╔══

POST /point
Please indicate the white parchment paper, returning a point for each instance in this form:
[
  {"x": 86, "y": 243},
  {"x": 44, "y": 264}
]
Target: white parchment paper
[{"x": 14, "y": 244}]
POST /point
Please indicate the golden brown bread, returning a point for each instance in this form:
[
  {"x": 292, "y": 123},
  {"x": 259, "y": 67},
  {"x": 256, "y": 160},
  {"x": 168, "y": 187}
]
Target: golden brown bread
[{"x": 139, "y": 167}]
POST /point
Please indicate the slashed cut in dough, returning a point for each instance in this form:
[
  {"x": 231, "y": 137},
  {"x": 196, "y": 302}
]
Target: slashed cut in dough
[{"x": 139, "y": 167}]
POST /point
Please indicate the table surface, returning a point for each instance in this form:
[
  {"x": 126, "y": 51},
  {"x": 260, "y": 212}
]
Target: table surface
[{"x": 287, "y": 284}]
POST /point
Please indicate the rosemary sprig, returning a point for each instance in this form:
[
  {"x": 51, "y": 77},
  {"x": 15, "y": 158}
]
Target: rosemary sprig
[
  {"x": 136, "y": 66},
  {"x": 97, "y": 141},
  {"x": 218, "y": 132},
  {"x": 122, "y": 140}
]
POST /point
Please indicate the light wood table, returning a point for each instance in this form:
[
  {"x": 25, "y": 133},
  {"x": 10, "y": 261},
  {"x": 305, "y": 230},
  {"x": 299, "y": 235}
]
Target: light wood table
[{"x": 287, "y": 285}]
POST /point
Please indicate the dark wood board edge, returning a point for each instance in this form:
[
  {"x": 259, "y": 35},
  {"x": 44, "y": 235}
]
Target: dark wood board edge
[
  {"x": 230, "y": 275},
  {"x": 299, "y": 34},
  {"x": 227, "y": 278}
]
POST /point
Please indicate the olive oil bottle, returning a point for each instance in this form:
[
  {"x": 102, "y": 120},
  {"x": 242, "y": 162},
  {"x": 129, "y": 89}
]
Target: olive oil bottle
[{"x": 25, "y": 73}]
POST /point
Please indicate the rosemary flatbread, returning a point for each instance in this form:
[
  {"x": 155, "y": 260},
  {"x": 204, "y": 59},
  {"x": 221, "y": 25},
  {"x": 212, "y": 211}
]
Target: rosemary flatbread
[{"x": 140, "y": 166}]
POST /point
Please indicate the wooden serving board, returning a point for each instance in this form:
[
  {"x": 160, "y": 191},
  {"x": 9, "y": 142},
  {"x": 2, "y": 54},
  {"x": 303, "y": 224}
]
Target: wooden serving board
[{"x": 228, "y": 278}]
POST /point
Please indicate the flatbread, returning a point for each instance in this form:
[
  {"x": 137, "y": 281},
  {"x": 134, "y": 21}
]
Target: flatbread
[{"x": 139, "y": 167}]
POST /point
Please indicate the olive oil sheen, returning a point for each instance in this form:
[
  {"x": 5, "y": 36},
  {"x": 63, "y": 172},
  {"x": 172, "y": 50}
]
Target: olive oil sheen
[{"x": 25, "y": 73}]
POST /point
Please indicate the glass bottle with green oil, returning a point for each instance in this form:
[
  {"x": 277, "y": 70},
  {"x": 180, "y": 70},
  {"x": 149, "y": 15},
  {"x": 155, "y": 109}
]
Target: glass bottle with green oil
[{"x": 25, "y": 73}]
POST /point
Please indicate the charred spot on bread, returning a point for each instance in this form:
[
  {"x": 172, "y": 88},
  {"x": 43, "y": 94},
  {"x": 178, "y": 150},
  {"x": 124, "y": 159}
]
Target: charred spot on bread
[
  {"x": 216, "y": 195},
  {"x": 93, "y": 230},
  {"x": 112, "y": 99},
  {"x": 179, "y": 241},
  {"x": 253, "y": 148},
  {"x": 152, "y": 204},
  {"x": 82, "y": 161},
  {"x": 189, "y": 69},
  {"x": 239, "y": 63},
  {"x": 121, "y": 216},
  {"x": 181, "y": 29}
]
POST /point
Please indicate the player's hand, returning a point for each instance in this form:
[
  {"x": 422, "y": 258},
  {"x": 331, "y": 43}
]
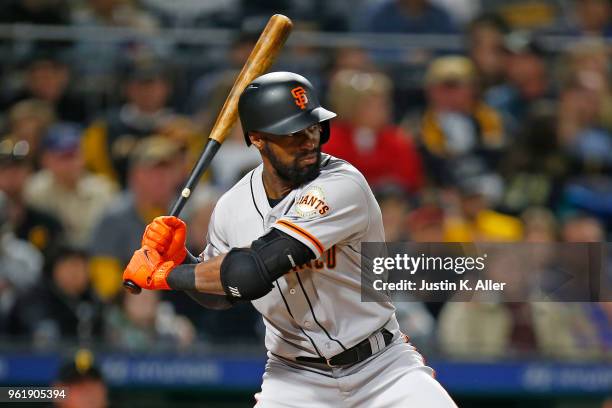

╚══

▶ **DESCRIPTION OF THE TASK**: Pull out each line of the records above that contains "light", matching case exactly.

▶ **RESPONSE TO THE EXERCISE**:
Please indicate the light wood table, returning a point for each instance in this form:
Target: light wood table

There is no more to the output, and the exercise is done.